The records:
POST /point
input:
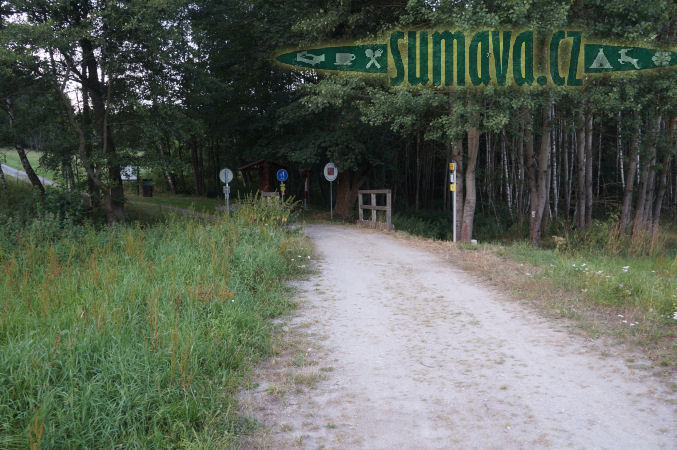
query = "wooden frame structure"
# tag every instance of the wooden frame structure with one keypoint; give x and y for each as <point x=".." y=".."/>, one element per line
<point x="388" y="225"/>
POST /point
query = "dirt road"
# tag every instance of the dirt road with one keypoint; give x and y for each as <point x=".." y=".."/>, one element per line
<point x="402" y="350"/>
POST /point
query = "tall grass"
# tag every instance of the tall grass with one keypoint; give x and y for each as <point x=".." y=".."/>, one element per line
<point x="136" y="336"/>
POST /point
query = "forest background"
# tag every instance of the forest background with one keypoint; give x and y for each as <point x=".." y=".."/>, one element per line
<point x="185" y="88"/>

---

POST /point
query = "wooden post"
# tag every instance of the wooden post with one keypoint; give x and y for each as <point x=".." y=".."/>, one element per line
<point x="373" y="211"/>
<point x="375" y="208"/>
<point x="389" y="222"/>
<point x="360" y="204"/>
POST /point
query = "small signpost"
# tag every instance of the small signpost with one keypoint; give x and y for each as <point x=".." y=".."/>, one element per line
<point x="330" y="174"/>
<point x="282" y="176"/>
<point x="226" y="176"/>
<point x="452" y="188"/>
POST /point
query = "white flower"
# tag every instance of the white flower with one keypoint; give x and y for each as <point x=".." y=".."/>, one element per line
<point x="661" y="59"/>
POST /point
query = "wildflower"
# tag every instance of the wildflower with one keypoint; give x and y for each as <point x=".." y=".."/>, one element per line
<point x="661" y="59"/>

==

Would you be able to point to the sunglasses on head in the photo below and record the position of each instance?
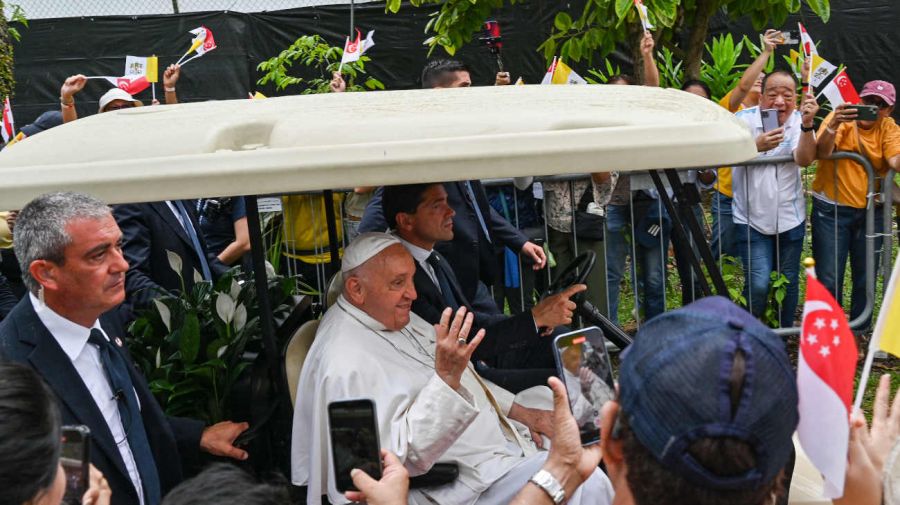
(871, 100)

Given exercise:
List each line of the records that contains the string "grass", matching case exactly.

Full answer:
query = "tall grass"
# tag every instance of the tall grass with one keypoint; give x and y for each as <point x=".." y=".."/>, one element per line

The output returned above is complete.